Most of the Serious Pomp guys down here go with a Glass rod for the sensitivity. The Gator Glass Rod is a great stick. 
But never had a chance to fish a carbon tube rod.


----------



## KingKrimpet (Jul 1, 2008)

nomadfl said:


> I would reccommend as a Florida pompano rod is the 13' 3 pc Team Alabama ...just one beautiful rod ....and I have caught pompano on it ...just google "surf rod, team alabama"
> 
> For a reel, a conventional, the Okuma Contoura CR-203CS....Mag controlled...better control then a 525 Penn mag, better drags, stainless steel gears....with the reel put on a 150 yds. of PowerPro 30# as backing and top up with 15 or 17 # mono...this will give you a great setup at a reasonable price.
> 
> ...


Have you compared this to any similar rods, ie AFAW Surf, CTS 13'6" ?


----------



## FisherTim (Mar 13, 2003)

## LISTED RECORDS:

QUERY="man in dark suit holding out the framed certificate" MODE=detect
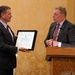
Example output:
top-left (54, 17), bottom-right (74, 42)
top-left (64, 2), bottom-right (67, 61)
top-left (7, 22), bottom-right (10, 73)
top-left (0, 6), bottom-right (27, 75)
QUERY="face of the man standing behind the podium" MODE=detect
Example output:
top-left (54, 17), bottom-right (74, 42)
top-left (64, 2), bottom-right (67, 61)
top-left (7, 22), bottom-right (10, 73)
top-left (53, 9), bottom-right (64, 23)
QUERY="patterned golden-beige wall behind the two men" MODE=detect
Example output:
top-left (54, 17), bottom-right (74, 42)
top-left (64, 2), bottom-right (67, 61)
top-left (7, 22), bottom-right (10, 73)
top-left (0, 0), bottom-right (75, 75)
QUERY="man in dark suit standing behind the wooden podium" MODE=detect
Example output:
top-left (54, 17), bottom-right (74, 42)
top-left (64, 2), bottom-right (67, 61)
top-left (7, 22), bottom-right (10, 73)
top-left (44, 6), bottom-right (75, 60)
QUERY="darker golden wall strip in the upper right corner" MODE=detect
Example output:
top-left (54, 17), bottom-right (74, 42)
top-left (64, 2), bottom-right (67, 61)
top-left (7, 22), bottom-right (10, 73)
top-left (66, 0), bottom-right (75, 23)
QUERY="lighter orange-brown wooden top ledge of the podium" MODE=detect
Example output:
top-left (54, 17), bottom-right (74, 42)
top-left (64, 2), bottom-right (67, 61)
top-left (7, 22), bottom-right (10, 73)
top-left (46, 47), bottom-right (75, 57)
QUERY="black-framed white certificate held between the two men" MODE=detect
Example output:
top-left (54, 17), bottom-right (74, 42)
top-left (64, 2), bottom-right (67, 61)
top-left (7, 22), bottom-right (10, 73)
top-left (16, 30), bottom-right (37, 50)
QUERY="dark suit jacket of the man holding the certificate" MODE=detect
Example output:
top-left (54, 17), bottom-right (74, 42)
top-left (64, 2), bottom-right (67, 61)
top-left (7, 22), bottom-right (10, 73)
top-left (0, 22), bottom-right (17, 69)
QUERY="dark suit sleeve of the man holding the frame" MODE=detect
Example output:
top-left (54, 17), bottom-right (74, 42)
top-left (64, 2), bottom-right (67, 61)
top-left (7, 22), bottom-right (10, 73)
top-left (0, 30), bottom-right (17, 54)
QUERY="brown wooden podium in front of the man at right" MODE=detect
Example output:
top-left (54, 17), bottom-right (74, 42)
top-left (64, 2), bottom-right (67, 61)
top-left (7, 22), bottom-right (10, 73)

## YOUR TASK:
Write the next part of the forum thread about pompano surf rods, beginning after its final line.

## TASK OUTPUT:
I've been fishing w/ my buddies CTS 11' AND 10' 6" spin rods on the Delaware River. The rods he built have the shrink wrap handles and are SO, SO sensitive. A perch hit that barely moves the tip feels like someone smacking the blank w/ a stick!! Unbelieveable. Gonna be an awesome kingfish rod. They weigh so little. Takes some getting used to the difference in weight. The 10'6" weighs about 9 ozs. I'm getting mine for plugging. They sure can fight a big fish. 
You have to handle these blanks/rods to believe the difference. Makes my Allstar rods seem like Flintstone fishig rods!!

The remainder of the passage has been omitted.